[Entries from a point annotation set]

= = = = =

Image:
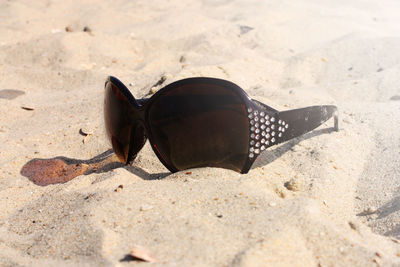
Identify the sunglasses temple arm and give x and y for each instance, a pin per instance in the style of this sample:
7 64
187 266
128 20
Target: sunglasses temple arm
304 120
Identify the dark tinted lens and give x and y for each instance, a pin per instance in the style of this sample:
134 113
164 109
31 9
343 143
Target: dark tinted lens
200 125
117 110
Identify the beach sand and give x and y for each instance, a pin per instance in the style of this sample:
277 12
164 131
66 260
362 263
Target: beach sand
325 199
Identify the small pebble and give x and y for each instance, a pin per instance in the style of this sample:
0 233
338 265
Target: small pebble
370 210
293 185
353 226
119 188
87 29
145 207
85 131
153 90
29 108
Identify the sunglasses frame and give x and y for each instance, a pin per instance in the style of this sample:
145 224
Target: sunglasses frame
261 118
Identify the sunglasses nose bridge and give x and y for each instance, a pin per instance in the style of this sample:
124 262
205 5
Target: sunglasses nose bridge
138 139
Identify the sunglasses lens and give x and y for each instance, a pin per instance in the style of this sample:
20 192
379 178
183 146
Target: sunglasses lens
118 124
198 125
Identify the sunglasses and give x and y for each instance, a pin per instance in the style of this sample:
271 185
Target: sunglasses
202 122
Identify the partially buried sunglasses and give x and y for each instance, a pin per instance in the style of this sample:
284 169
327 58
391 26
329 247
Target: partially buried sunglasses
199 122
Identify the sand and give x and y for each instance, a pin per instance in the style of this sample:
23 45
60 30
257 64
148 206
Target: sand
343 208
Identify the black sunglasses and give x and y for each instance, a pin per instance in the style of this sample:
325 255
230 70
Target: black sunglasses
199 122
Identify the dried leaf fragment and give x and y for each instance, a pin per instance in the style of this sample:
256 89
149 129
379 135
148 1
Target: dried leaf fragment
142 253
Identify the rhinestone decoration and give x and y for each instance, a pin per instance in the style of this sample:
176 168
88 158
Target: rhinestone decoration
265 130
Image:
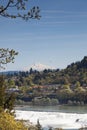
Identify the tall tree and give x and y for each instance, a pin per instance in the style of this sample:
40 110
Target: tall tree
18 5
6 56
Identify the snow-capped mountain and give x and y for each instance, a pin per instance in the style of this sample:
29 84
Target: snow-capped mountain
39 67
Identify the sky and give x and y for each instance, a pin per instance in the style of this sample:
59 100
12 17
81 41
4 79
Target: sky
57 39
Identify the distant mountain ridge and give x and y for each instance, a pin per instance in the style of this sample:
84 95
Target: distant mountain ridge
38 67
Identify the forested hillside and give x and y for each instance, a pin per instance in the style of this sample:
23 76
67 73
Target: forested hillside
65 86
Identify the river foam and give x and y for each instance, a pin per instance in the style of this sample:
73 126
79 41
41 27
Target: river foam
54 119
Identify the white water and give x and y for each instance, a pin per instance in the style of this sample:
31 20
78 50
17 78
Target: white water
54 119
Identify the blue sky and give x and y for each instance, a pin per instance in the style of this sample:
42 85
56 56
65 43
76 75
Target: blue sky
57 39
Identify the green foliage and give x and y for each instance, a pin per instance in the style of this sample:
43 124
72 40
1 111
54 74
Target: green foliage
6 56
7 122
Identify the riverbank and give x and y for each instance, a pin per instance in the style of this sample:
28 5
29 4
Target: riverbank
56 117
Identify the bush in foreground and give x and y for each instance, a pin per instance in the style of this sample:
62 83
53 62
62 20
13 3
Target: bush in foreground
7 122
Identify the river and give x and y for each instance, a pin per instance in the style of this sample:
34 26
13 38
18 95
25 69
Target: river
66 117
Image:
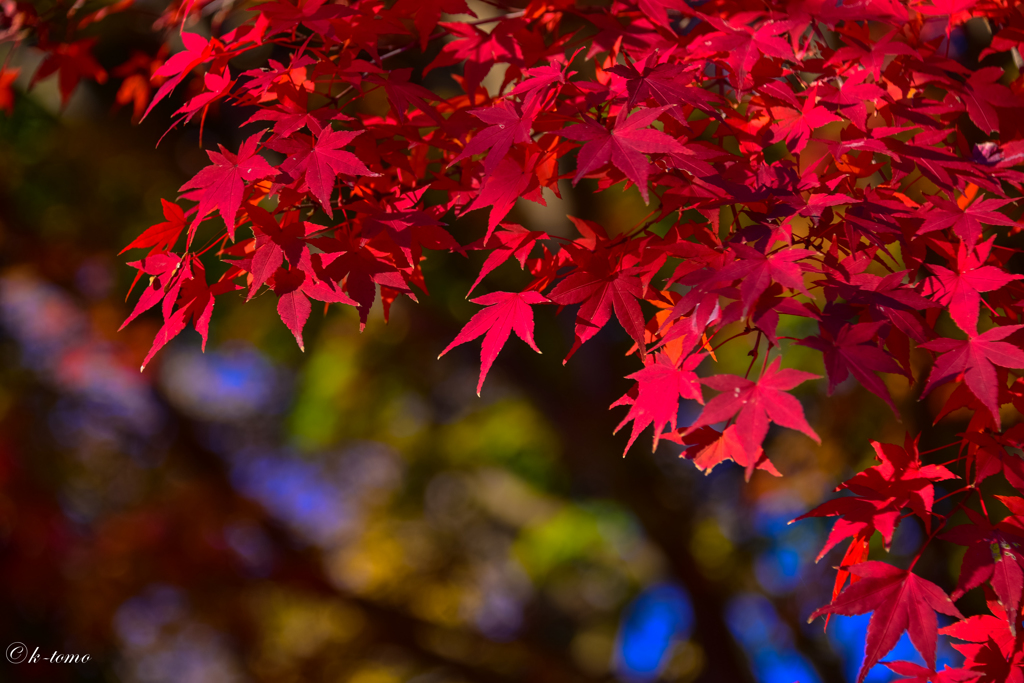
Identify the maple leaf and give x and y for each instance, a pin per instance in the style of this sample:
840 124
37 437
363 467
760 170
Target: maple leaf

= = = = =

• [Challenge]
Copy the data from the line holding "Identify the blue" through the end, inclusive, with the requests included and the pictures omitted. Multiply each pin coordinate in the answers by 2.05 and round to whole numbers, halves up, but leave the sample numbers in the requests unchanged.

• [Exercise output]
Identify the blue sky and give x and y for each instance, a pin per instance in the style of this sample:
42 85
56 56
65 43
76 75
Target: blue sky
117 80
Identify the green foliage and give x and y for each instance, a pin per instance in the style of this sample:
43 124
72 40
1 111
54 74
Target: green foliage
12 115
14 250
Identify the riverbank and give x and y for each instance, a pin per instance in the style of this sample:
28 5
29 4
Target: riverbank
115 240
Identify the bush in foreground and give x and y for each instance, a pin per instance in the style of this sample:
62 83
53 62
62 20
13 3
Target: bush in foreground
14 250
Identify the river and give x and y for each instance, a pin per instance in the style of this sample:
34 26
13 38
18 95
25 69
Target: river
135 240
Image:
Identify the maple leaf and give x and y for each instance, a pin per instance in the style of this sample:
840 124
37 437
363 467
760 170
Target: maple leaf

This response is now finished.